(WHAT THE TASK REQUIRES): Render every line of the records below as a JSON array of strings, with one string per line and blank lines omitted.
--- Begin ---
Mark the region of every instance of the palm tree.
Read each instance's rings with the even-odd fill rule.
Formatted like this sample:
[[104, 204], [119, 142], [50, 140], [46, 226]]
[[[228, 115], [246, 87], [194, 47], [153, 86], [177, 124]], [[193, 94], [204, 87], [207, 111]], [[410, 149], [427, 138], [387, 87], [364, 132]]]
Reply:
--- End ---
(CORRECT OUTPUT):
[
  "Mark the region of every instance of the palm tree.",
  "Read each instance's rings with the even-odd fill rule.",
  "Formatted like this sample:",
  "[[104, 204], [119, 142], [50, 140], [46, 226]]",
  "[[[228, 115], [246, 87], [194, 47], [153, 86], [177, 124]], [[193, 94], [204, 87], [207, 111]], [[410, 149], [427, 138], [387, 87], [364, 132]]]",
  "Reply:"
]